> [ACTIVITY A]:
From the piece on ordinary coronaviruses below, return the part starting at "What has happened" and ending at "lineages displaced influenza.", copied word for word.
> [ACTIVITY B]:
Answer these from the piece on ordinary coronaviruses below:
(i) Which virus does the purple line in the CDC chart show?
(ii) In what month and year did the Omicron wave peak in America?
(iii) Through the end of 2021, what does the German surveillance show as more common than SARS-2?
> [ACTIVITY C]:
Continue the piece on ordinary coronaviruses below, picking up after its last sentence.

> [EXCERPT TO READ]:
What has happened to the ordinary human-infecting coronaviruses?
These harmless cold-causing viruses appear to have been displaced by Omicron, in much the same way as pre-Omicron SARS-2 lineages displaced influenza.
The CDC helpfully track ordinary human coronavirus infections in the United States. Here is their surveillance since late 2020, expressed by test positivity:
The purple line is what we’re most interested in. That’s OC43, the virus that likely jumped from cows to humans in the later 19th century causing a worldwide pandemic. Now it’s just one of four ordinary coronaviruses that nobody cares about. Note how OC43 infections seem to have collapsed precipitously in May of this year. This ought to have been their peak, if 2021 is any guide. Note furthermore how OC43 is just totally gone now. This used to be the dominant coronavirus in the United States and everywhere else too, but suddenly it’s nowhere to be found.
May 2022 was the peak of the Omicron wave in America. As soon as Omicron surged, OC43 vanished. German surveillance data is much lower quality, but it shows, very roughly, the same pattern:
Our surveillance doesn’t differentiate among the human-infecting coronaviruses, but this doesn’t matter for our purposes. Since May, almost none of the sentinel swabs come back positive for an ordinary coronavirus at all. Through the end of 2021, in the era of Delta, these hCoVs were more common than SARS-2. Now it looks for all the world like SARS-2 has replaced them.

> [STORED DATA]:
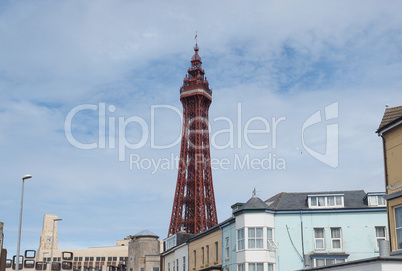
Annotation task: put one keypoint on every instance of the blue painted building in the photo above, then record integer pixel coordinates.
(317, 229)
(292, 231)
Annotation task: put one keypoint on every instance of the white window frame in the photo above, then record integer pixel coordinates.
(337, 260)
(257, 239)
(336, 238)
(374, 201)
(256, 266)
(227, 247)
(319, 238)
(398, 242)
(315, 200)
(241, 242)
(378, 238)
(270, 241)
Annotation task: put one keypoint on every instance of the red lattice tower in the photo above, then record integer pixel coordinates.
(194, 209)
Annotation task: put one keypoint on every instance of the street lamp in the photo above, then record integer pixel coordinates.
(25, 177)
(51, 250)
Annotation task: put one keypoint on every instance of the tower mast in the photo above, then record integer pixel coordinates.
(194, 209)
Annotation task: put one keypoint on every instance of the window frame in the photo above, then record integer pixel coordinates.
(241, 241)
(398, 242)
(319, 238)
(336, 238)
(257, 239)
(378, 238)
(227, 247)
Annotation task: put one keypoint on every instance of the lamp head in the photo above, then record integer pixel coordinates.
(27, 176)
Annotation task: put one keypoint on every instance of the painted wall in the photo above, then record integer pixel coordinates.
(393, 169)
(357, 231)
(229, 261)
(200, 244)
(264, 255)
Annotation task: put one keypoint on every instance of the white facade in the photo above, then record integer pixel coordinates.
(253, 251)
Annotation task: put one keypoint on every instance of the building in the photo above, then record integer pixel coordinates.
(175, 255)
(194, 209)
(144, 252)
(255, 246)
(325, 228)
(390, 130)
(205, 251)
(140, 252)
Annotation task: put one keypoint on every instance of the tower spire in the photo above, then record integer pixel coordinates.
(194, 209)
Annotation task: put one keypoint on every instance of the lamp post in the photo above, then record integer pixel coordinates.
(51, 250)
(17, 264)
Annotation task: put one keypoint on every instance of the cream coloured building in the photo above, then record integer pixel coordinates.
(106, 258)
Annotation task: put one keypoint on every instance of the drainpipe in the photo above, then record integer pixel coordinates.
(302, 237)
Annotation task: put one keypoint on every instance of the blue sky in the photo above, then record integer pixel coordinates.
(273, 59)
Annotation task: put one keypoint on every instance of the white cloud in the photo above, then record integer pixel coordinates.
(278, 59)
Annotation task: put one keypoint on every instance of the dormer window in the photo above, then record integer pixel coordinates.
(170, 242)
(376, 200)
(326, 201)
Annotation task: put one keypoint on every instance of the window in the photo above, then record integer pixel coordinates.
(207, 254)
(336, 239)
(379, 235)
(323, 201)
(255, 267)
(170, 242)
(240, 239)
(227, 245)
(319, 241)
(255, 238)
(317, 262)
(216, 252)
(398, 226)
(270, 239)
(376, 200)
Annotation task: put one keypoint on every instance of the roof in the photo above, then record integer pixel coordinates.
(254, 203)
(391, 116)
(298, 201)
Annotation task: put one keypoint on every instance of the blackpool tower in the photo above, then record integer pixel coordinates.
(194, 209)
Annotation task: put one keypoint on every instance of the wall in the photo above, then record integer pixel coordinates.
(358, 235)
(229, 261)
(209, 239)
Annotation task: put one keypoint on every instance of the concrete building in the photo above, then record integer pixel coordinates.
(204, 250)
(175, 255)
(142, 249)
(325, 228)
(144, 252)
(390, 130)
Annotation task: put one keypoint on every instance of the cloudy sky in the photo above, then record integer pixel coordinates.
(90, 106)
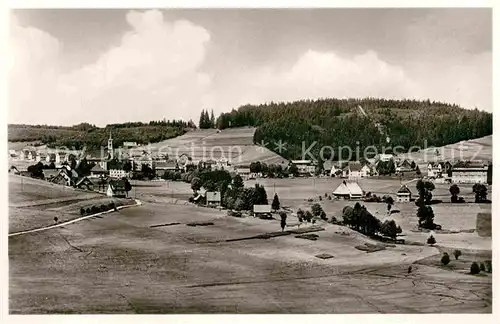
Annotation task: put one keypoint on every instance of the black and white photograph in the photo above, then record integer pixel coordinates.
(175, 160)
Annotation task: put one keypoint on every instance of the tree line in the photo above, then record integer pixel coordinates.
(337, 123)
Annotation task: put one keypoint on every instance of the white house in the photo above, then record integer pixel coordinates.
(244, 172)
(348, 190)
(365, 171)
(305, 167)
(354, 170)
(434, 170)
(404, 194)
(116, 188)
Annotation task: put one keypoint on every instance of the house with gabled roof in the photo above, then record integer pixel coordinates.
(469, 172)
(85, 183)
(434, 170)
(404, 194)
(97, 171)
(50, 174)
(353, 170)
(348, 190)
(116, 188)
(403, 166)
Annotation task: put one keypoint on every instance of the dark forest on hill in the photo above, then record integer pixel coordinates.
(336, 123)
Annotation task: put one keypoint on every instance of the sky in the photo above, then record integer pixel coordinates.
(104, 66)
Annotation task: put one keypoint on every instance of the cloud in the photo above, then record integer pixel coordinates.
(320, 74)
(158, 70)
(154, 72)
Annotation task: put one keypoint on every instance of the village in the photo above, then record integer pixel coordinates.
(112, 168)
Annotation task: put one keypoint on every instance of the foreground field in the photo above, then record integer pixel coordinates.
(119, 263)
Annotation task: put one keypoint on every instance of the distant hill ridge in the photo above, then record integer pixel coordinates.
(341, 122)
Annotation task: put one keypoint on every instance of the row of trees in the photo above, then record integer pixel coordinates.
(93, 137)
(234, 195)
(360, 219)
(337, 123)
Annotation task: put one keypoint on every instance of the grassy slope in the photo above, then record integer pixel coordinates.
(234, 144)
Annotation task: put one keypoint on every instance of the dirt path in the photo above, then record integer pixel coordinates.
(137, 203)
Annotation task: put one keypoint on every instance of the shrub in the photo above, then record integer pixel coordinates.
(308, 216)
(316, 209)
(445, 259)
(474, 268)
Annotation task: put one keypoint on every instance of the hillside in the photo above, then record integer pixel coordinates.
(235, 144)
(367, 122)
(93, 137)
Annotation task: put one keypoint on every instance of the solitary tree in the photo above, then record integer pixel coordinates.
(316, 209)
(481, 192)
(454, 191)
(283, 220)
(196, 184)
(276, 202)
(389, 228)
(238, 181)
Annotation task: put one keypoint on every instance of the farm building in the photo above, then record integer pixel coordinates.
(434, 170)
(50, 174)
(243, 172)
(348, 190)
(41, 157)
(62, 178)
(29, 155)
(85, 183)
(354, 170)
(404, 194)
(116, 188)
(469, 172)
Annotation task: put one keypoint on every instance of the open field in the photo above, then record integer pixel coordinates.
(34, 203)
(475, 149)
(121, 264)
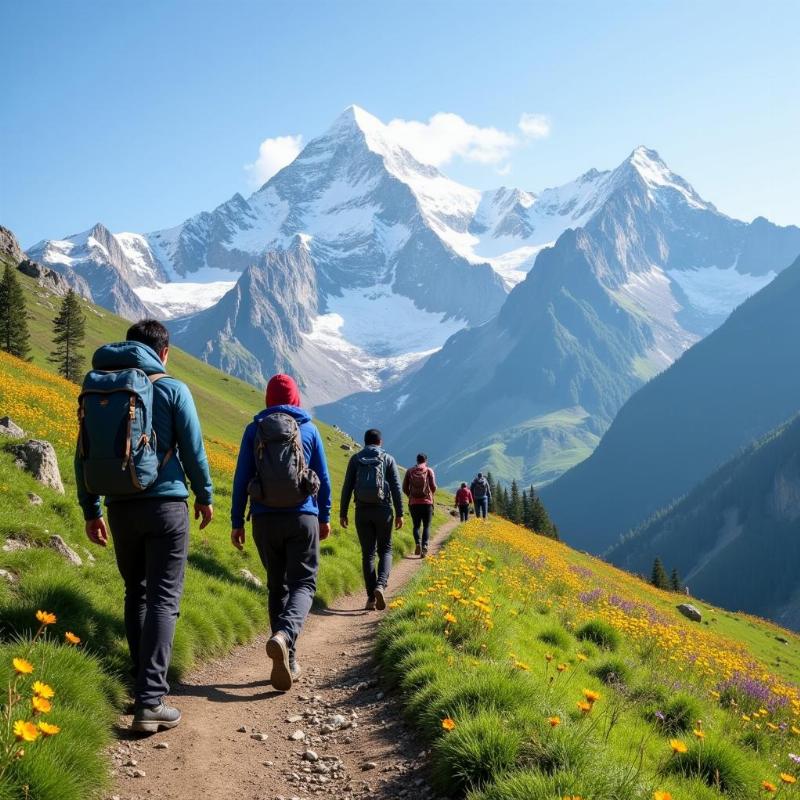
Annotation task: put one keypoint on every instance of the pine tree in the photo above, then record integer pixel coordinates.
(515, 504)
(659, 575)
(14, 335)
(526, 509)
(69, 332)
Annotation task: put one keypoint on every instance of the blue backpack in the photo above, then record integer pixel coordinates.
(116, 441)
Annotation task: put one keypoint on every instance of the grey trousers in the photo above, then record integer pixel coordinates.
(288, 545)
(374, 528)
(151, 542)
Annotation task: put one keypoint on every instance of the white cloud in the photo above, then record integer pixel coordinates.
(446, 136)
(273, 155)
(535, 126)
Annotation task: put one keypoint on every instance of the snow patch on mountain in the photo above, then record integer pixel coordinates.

> [OUTPUT A]:
What has happened to the ordinary human-infecting coronaviruses?
These harmless cold-causing viruses appear to have been displaced by Omicron, in much the same way as pre-Omicron SARS-2 lineages displaced influenza.

> [OUTPUT B]:
(i) OC43
(ii) May 2022
(iii) The ordinary human coronaviruses (hCoVs)

> [OUTPUT C]:
This chart also illustrates another phenomenon that has accompanied Omicron, namely the return of influenza. As soon as the new Omicron strains began replacing the prior Delta lineages, the flu started to creep back. The mystery of disappearing influenza, which has been with us since the earliest days of the pandemic, is no more in the era of Omicron.
Despite its genetic similarity to prior SARS-2 lineages, Omicron is a fundamentally different pathogen. Earlier strains were more severe, because they depended on what is called attendant-mediated transmission. They were adapted primarily to circulate in healthcare institutions. Omicron, on the other hand, circulates primarily via direct contact in the population; this is a different strategy, and one which probably places a firm upper limit on its pathogenicity. If you cast your eyes back over the infection statistics of the past three years, you could even say that we have had two pandemics. The first, consisting of the wild-type, Alpha and then Delta variants, was superseded by a second, very different Omicron pandemic.
The mechanisms of viral interference remain opaque to us, yet it seems clear that the pre-Omicron variants interfered directly with influenza, while leaving the other human-infecting coronaviruses undisturbed. Direct-contact Omicron can suddenly coexist with the flu, but it has displaced the greater part of ordinary human coronaviruses. We’ve added a whole new seasonal pathogen, in other words, and yet the overall respiratory disease burden hasn’t substantially increased.